# Direction:
Copy out all of the material below, request lines included, and raise every coordinate given as an answer by 83. Leave the numbers in the requests and their format samples as they are.

*****

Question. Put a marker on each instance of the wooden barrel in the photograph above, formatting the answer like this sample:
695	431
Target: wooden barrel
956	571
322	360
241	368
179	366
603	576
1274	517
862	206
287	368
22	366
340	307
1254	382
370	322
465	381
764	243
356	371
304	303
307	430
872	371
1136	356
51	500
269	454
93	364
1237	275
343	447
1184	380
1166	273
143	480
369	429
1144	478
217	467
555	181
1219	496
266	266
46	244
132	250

*****

# Answer in full:
Question. Put a marker on each instance of the wooden barrel in the photograph above, formatting the answer like this sample:
695	431
Target: wooden barrel
1039	654
405	443
324	451
262	449
686	659
1357	600
945	289
370	451
105	449
423	390
1337	465
453	405
548	464
847	326
439	454
387	386
390	513
955	454
1219	439
134	583
352	537
176	447
1320	358
426	530
1267	463
1249	356
226	563
452	512
1227	561
300	550
638	264
1302	579
349	349
129	327
215	333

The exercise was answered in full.